» Extrait:

• • • • • • •

San Sebastian Film Festival 2023

Sortir de l’enclos suisse pour aller découvrir un festival de films tourné vers l’Atlantique : c’est ce qu’Emilien Gür a fait pour Filmexplorer au Festival international de San Sebastian.

« Œuvres en demi-teintes dans la section consacrée aux cinéastes émergents, films coulés dans du béton du côté de la sélection officielle… Les perles du festival se trouvaient en marge des compétitions principales. »

Text: Emilien Gür

San Sebastian 2023 | Un barrage de films contre l’Atlantique

On raconte au moins deux choses sur le festival de San Sebastian : il ferait le pont entre l’Europe et les cinématographies d’Amérique du Sud et servirait de tremplin à la carrière de cinéastes en devenir. Quiconque souhaite s’en faire une idée doit affronter un obstacle de taille : la ville elle-même qui, avec sa baie en forme de coquillage, ses élégantes avenues du début du siècle passé et ses restaurants aux menus riches en poisson frais, dissuade les cinéphiles les plus enhardis de s’enfermer dans une salle obscure. Là-bas, le travail de critique est sans cesse perturbé par des questions du type : vaut-il mieux faire trempette dans l’océan ou prendre la température du cinéma émergent mis à l’honneur dans la section « New Directors » ? C’est en toute conscience du sacrifice auto-infligé que l’on franchit le seuil du théâtre Antzoki Zaharra pour assister à la projection de Hi, Mom, premier long métrage de la cinéaste russe Ilia Malakhova, dont le premier plan hivernal nous éloignait pour de bon des rives de l’Atlantique.


(Hi, Mom)

• • • • • • •

» Consigne: Recopiez, s'il vous plaît, le passage de l'article sur le festival de San Sebastian qui commence à « Sortir de l’enclos » et se termine à « de San Sebastian. ».

(Données d'annotation pour la localisation d'objets)
• • • • • • •

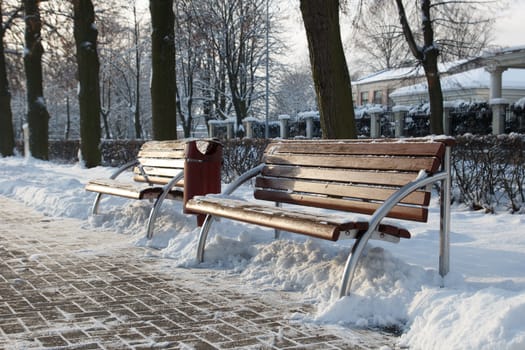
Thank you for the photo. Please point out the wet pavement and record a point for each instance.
(67, 287)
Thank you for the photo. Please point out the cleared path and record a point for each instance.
(66, 287)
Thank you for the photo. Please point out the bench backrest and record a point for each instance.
(160, 162)
(349, 175)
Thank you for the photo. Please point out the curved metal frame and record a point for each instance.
(203, 235)
(375, 220)
(94, 207)
(158, 202)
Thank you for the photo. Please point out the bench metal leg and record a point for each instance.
(444, 229)
(158, 202)
(351, 264)
(94, 208)
(277, 232)
(379, 214)
(203, 235)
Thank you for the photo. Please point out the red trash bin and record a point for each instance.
(202, 171)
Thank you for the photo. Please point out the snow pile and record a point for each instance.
(481, 306)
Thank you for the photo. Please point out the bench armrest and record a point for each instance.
(123, 168)
(242, 179)
(376, 219)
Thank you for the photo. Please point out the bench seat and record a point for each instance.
(300, 183)
(158, 173)
(325, 226)
(131, 190)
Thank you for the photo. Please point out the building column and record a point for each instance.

• • • • • • •

» Corrigé:
Sortir de l’enclos suisse pour aller découvrir un festival de films tourné vers l’Atlantique : c’est ce qu’Emilien Gür a fait pour Filmexplorer au Festival international de San Sebastian.